#### Set problem
Retype, without alteration, each line from the line containing "Where can the cloud" to the final line of the records.

Dataset rows
***

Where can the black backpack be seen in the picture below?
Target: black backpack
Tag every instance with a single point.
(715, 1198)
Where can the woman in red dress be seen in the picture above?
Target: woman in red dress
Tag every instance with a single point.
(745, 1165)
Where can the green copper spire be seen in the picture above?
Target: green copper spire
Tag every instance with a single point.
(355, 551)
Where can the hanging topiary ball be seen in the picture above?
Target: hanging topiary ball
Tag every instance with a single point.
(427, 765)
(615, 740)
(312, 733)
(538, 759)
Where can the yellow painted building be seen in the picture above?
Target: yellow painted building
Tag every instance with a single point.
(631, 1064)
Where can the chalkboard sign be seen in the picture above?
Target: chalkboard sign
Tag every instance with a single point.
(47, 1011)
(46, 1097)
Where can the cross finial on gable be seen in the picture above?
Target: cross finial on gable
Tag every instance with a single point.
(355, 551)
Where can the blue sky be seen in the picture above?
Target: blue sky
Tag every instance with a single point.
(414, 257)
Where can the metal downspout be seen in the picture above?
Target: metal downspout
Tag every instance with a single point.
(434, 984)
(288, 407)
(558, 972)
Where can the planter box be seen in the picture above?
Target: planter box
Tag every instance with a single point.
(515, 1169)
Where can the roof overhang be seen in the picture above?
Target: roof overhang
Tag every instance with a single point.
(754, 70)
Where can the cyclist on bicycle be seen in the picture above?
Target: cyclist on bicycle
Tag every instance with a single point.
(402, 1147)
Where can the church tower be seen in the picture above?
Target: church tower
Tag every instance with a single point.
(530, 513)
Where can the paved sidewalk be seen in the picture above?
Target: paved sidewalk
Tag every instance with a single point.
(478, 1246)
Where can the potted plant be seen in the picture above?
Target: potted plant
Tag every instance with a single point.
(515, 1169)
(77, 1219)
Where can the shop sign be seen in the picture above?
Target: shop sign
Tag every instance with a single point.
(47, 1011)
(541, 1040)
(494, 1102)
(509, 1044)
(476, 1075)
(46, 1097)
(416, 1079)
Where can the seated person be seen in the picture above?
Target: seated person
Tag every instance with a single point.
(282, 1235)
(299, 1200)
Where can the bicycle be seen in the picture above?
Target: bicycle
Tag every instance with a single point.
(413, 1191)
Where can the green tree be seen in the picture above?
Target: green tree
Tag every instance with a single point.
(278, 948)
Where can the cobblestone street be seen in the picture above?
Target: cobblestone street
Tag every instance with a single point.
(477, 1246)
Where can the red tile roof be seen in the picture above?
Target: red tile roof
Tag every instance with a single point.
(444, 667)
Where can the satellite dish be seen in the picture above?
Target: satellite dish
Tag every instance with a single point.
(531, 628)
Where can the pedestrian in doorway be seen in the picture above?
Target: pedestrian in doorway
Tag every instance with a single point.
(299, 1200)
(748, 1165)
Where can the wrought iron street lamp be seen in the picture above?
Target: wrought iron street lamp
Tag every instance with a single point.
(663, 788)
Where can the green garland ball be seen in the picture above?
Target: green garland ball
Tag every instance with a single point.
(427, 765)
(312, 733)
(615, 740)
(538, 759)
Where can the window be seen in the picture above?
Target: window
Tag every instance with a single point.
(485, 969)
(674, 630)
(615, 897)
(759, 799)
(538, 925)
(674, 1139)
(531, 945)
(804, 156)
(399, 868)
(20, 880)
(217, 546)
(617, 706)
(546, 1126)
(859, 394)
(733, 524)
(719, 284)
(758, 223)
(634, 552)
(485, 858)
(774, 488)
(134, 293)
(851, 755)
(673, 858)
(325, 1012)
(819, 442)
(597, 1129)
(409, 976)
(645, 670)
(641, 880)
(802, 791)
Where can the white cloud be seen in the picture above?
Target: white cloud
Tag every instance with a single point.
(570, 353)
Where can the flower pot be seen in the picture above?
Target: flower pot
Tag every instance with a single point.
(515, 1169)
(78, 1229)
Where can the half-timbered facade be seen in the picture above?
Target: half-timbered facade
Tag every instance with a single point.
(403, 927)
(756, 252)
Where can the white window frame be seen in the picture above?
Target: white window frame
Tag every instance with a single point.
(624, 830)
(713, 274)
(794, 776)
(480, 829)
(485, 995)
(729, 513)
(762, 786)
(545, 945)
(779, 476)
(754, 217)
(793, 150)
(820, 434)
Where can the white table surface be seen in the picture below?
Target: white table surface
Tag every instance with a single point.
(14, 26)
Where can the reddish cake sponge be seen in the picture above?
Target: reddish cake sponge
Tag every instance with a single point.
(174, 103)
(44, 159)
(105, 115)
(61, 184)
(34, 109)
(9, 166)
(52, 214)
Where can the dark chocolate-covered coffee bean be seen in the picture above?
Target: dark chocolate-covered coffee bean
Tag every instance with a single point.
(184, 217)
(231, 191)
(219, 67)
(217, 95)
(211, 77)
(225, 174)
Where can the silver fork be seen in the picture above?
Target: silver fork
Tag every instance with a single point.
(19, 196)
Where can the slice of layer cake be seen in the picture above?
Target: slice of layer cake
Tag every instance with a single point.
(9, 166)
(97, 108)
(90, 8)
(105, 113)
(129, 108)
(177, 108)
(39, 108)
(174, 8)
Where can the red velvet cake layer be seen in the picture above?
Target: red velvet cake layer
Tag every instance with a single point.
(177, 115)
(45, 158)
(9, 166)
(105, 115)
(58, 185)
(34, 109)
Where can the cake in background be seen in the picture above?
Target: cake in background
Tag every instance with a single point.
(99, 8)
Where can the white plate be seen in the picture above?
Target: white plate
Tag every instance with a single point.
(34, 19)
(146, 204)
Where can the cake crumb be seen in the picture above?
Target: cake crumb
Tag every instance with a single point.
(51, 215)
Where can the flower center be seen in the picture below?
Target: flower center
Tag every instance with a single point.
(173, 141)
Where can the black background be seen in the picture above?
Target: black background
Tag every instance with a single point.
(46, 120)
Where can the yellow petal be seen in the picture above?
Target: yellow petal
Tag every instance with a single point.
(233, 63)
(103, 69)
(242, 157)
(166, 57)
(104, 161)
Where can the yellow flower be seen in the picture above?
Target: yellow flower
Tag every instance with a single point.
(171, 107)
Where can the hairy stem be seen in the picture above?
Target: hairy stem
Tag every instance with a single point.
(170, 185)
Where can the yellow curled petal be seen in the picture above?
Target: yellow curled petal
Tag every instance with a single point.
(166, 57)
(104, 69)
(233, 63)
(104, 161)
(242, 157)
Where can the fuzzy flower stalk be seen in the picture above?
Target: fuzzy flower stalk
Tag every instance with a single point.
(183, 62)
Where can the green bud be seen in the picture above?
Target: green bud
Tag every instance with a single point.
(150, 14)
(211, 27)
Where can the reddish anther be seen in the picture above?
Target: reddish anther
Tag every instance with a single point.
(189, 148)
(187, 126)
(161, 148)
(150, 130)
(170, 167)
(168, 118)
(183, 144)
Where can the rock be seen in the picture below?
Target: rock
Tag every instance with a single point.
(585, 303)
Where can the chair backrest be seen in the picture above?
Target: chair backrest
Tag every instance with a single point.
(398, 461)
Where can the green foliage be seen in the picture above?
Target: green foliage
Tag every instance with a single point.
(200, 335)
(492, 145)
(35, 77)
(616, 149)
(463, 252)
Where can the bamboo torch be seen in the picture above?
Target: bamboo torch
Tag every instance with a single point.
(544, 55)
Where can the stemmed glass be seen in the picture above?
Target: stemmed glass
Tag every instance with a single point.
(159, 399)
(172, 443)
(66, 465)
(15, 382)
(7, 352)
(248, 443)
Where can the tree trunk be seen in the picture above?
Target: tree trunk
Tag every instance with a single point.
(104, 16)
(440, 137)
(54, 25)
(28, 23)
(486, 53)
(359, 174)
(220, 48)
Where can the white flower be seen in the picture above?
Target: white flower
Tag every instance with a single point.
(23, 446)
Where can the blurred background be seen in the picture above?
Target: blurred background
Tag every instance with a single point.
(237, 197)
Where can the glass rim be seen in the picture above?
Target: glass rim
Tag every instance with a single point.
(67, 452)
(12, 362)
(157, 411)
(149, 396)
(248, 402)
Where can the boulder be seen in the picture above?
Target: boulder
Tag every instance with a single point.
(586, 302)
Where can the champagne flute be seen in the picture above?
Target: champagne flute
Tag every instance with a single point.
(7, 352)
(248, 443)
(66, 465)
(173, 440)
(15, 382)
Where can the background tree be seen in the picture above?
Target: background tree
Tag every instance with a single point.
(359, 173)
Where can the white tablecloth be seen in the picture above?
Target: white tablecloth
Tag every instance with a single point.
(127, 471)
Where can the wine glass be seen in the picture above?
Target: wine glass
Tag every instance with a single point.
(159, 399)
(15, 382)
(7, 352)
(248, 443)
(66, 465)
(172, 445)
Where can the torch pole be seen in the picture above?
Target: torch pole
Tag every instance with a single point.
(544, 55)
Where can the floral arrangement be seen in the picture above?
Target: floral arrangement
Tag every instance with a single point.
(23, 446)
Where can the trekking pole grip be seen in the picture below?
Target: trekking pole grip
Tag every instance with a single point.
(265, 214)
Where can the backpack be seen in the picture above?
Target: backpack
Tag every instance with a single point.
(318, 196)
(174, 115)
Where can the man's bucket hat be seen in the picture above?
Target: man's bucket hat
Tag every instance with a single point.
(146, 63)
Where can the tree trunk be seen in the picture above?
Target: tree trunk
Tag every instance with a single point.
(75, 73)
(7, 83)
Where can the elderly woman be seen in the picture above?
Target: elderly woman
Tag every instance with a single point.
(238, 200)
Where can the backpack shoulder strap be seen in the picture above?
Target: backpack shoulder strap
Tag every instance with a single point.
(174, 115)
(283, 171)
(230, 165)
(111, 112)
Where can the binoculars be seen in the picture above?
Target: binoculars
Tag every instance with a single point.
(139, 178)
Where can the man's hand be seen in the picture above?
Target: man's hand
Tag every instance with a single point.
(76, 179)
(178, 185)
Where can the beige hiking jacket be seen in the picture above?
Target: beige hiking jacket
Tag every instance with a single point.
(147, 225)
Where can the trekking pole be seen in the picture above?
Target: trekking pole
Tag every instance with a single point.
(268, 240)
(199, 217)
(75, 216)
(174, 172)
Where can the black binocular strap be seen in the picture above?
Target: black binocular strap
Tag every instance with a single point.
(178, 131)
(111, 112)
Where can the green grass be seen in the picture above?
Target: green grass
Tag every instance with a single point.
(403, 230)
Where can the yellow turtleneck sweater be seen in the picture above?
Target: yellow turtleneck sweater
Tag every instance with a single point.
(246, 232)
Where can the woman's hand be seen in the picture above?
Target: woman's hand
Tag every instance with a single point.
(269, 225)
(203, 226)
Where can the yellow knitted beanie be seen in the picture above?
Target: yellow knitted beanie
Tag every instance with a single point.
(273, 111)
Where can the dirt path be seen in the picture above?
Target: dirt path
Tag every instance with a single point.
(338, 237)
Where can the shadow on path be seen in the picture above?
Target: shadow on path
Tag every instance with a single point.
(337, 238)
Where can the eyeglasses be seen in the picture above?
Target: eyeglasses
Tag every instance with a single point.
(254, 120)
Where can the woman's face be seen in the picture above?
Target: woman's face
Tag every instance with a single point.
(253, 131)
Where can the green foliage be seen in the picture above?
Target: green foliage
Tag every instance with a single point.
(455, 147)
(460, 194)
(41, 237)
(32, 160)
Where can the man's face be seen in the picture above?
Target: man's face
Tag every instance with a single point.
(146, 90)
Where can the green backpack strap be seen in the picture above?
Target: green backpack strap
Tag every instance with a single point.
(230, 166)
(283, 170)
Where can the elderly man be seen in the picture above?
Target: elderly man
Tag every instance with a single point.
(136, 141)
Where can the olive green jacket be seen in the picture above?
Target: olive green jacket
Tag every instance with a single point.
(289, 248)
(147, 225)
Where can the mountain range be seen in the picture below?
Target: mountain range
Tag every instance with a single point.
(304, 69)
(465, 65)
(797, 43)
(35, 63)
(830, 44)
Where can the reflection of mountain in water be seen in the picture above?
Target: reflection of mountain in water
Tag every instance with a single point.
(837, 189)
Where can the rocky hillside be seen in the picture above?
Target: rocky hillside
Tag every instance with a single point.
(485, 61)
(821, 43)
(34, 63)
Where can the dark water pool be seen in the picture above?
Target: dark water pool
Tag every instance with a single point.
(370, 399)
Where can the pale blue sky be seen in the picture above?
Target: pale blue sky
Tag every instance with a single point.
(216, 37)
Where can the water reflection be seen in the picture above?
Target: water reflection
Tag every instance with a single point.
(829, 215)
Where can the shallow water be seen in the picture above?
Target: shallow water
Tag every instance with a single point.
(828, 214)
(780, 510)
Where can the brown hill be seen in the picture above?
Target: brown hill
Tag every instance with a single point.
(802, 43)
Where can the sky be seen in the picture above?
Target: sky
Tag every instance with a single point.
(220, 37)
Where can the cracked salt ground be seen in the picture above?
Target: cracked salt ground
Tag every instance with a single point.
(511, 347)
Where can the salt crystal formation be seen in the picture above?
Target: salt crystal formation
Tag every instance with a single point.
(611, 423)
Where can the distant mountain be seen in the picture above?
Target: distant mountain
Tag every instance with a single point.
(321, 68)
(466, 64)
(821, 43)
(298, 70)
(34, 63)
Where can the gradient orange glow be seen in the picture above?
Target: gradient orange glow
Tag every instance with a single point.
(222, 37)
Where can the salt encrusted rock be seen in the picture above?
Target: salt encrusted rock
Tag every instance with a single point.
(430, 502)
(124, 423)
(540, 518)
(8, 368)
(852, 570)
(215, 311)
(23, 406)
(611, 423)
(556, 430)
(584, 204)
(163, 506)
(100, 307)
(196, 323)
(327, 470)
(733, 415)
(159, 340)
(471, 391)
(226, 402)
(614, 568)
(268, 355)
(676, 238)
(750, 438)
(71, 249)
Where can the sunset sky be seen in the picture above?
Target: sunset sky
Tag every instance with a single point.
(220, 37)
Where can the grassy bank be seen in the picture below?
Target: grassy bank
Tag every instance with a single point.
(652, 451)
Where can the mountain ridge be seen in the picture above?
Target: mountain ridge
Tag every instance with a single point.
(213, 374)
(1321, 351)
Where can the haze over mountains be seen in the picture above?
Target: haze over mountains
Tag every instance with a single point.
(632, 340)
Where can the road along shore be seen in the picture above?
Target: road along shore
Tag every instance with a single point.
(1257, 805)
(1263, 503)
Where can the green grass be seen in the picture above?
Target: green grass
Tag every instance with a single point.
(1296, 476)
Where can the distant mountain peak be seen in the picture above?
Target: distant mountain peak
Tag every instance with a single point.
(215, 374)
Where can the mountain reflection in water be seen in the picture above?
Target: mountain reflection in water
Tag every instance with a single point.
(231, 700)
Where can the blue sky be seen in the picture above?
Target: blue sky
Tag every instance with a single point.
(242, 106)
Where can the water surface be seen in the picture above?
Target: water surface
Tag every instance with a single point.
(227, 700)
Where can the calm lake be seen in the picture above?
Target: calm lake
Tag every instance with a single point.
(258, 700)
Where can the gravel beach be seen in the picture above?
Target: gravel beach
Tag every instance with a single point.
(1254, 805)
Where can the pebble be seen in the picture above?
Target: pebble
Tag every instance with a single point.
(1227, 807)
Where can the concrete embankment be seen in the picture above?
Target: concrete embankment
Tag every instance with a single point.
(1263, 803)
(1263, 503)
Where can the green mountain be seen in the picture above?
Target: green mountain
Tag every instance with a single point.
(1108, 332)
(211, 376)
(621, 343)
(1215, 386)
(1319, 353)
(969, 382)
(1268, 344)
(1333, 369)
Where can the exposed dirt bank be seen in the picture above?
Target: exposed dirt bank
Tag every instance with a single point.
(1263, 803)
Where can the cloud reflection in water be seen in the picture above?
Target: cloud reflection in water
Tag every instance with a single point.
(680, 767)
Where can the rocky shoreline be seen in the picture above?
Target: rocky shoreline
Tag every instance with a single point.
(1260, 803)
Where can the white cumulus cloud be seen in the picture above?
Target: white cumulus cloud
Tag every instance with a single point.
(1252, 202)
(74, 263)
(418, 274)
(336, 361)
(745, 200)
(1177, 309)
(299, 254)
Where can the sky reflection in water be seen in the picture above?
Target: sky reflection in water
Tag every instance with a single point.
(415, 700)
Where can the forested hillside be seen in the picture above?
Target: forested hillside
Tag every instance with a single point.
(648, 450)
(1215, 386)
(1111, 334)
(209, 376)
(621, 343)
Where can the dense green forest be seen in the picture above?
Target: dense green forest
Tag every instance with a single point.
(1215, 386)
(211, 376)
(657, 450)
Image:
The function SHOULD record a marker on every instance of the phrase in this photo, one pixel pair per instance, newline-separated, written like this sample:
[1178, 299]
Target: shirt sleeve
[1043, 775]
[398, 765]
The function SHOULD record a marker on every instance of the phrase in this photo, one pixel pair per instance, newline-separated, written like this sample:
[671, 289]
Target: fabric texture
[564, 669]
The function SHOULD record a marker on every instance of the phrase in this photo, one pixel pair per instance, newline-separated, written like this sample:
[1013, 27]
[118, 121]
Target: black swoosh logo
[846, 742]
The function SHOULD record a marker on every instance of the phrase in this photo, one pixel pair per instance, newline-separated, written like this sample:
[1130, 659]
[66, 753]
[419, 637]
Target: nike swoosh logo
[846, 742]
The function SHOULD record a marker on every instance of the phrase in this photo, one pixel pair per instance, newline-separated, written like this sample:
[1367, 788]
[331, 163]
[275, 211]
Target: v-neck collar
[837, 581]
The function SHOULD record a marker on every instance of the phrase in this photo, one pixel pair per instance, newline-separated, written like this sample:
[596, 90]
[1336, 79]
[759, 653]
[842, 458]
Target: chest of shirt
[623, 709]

***

#### The solution
Where can the cloud reflection in water be seen in the picture above?
Target: cloud reflection in water
Tag every instance with a single point.
(680, 767)
Where can the rocky shoreline be seen in the picture above?
Target: rocky shoreline
Tag every instance with a single point.
(1260, 803)
Where can the white cumulus cloud be seen in the picture above?
Target: white cumulus cloud
Tag every instance with a single point.
(1252, 202)
(74, 263)
(418, 274)
(336, 361)
(745, 200)
(1177, 309)
(299, 254)
Where can the sky reflection in water be seen in the picture above?
Target: sky reflection in water
Tag every instance with a single point.
(415, 700)
Where can the forested hillside be seen in the picture above?
Target: forested hillside
Tag every instance with a single point.
(648, 450)
(1215, 386)
(1111, 334)
(209, 376)
(621, 343)
Where can the dense green forest be seen in the picture above?
Target: dense green forest
Tag every instance with a single point.
(1215, 386)
(211, 376)
(657, 450)
Image:
The function SHOULD record a marker on every instance of the phrase in this photo, one pixel pair per instance, newline-separated, written like this sample:
[1178, 299]
Target: shirt sleeve
[1043, 775]
[398, 765]
The function SHOULD record a marker on every instance of the phrase in this photo, one pixel pair per instance, newline-separated, written like this sample:
[671, 289]
Target: fabric texture
[564, 669]
The function SHOULD record a marker on every instance of the phrase in this photo, one pixel pair per instance, newline-separated, written like this sample:
[1013, 27]
[118, 121]
Target: black swoosh logo
[846, 742]
The function SHOULD record a marker on every instance of the phrase in this photo, one pixel pair per instance, newline-separated, written like this sample:
[1130, 659]
[66, 753]
[419, 637]
Target: nike swoosh logo
[846, 742]
The function SHOULD record a marker on every instance of the phrase in this photo, one pixel pair per instance, newline-separated, written like this sample:
[1367, 788]
[331, 163]
[275, 211]
Target: v-neck collar
[837, 581]
The function SHOULD record a marker on every instance of the phrase in this photo, one pixel pair per instance, newline-separated, written like this sample:
[596, 90]
[1336, 79]
[759, 653]
[842, 458]
Target: chest of shirt
[623, 709]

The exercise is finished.